▶ Required work
Could you carry on the review of the Poe adaptation by Gareth Hinds, picking up after its last sentence?

▶ Extract to read
--
I have been looking forward to this adaptation by Gareth Hinds that recently came out, for his previous adaptions of classics such as Beowolf, Macbeth and The Odyssey have received rave reviews. I was not disappointed!

The Masque of the Red Death– Using vivid imagery, this story incorporates the theme of “death comes for us all” quite effectively.

The Cask of Amontillado– Revenge most sweet. Fortunato insulted Montresor one too many times, and his own vanity led to his demise with no guilt from Montresor. I have to admit this story appealed to me, for don’t we all at times wish revenge on those that have wronged us?

Annabel Lee– My favorite of Poe’s works, hands down. The poem of lost love and eternal devotion has always appealed to me. I didn’t care for the illustrations for this poem initially, but his interpretation of sacrifice and years going by grew on me.

The Pit and the Pendulum– Hind’s illustrations were evocative of the fear of the unknown as the prisoner awakes in a jail cell, in which he is tortured by unseen guards and has to use cunning to escape.

The Tell-Tale Heart– An interesting retelling of the tale of a guilty conscience, Hines frames the confession coming from an inmate in an insane asylum.
--
(Data items)
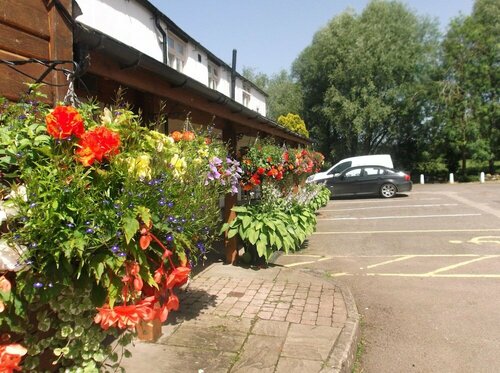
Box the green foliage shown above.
[293,1,438,167]
[0,95,239,372]
[242,67,302,120]
[221,184,330,261]
[278,113,309,137]
[439,0,500,174]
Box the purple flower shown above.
[33,281,43,289]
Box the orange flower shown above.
[166,267,191,289]
[75,126,120,167]
[166,293,179,311]
[0,343,28,373]
[250,174,260,185]
[0,276,12,312]
[170,131,182,142]
[182,131,195,141]
[94,297,154,330]
[45,106,85,139]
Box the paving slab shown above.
[231,335,285,373]
[124,263,359,373]
[122,342,237,373]
[275,357,323,373]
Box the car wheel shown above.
[380,183,397,198]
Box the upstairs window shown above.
[167,35,186,72]
[208,62,219,89]
[242,83,252,107]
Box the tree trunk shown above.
[488,158,495,175]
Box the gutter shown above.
[74,22,312,144]
[155,13,168,65]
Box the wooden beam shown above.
[47,0,73,103]
[85,51,307,144]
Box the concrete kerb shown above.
[193,255,360,373]
[286,270,361,373]
[321,282,361,373]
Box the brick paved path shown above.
[123,265,358,373]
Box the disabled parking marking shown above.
[426,255,500,276]
[366,255,415,269]
[283,253,500,279]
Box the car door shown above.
[358,166,384,194]
[327,167,362,196]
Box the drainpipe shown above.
[155,14,168,65]
[231,49,236,100]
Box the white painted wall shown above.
[76,0,163,61]
[76,0,266,115]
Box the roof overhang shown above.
[74,22,311,145]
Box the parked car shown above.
[306,154,394,183]
[325,165,413,198]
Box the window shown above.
[167,35,186,72]
[328,161,352,175]
[208,62,219,89]
[345,168,361,178]
[365,167,384,176]
[242,83,252,107]
[243,91,250,107]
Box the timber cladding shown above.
[0,0,73,103]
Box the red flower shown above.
[166,293,179,311]
[166,267,191,289]
[94,297,154,330]
[75,126,120,167]
[182,131,196,141]
[170,131,182,142]
[45,106,85,139]
[0,343,28,373]
[250,174,260,185]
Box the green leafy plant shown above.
[221,184,330,262]
[0,91,241,372]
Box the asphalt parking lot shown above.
[277,183,500,372]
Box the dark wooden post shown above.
[222,122,238,264]
[47,0,73,103]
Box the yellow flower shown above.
[170,154,187,179]
[101,107,113,126]
[198,146,208,158]
[127,154,151,179]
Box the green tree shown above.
[241,66,269,92]
[293,1,438,166]
[277,113,309,137]
[267,70,303,120]
[440,0,500,175]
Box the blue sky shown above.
[150,0,474,75]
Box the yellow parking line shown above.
[313,228,500,235]
[366,255,415,268]
[366,273,500,278]
[426,255,499,276]
[283,261,316,267]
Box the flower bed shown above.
[221,142,330,263]
[0,92,241,372]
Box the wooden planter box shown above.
[136,319,161,342]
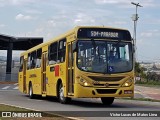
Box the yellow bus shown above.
[18,26,134,105]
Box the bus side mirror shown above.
[72,42,77,52]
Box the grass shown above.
[0,104,70,120]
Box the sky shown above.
[0,0,160,61]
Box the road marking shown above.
[2,86,10,90]
[14,83,18,85]
[13,86,18,90]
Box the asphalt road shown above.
[0,84,160,120]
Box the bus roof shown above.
[20,26,128,56]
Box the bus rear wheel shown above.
[58,83,71,104]
[101,97,114,105]
[28,83,34,99]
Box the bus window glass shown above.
[49,42,58,64]
[19,56,24,72]
[27,53,31,70]
[58,39,66,62]
[36,49,42,68]
[77,40,133,73]
[30,51,36,69]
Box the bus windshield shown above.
[77,40,133,74]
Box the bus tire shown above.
[58,83,71,104]
[28,83,34,99]
[101,97,114,105]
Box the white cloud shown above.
[15,14,35,20]
[25,9,42,14]
[95,0,157,8]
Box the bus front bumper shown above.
[74,84,134,98]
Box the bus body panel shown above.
[18,27,134,102]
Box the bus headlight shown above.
[122,79,133,87]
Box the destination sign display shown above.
--
▶ Result of the exercise
The Bells– I was not familiar with this poem, but the imagery Hines paired with the stanzas helped build the rhythm, and truly made the bell chimes seem real in your ears.

The Raven– Another of Poe’s stories that lament lost love, Hinds makes the choice to make the narrator look like Poe to great effect. This story’s illustrations were my favorite, and he incorporated little visuals from the other stories into this tale. The classical motifs were represented and the raven aptly symbolized the narrator’s grief and his descent into madness.

The illustration style skews young, where I almost felt I should place it in the Juvenile collection at my library, did it not have such dark themes of murder and violence. I feel that this is a strong adaptation, and with the author’s notes about Poe and his stories, it is an excellent introduction for younger readers to then make the choice to study Poe’s additional works.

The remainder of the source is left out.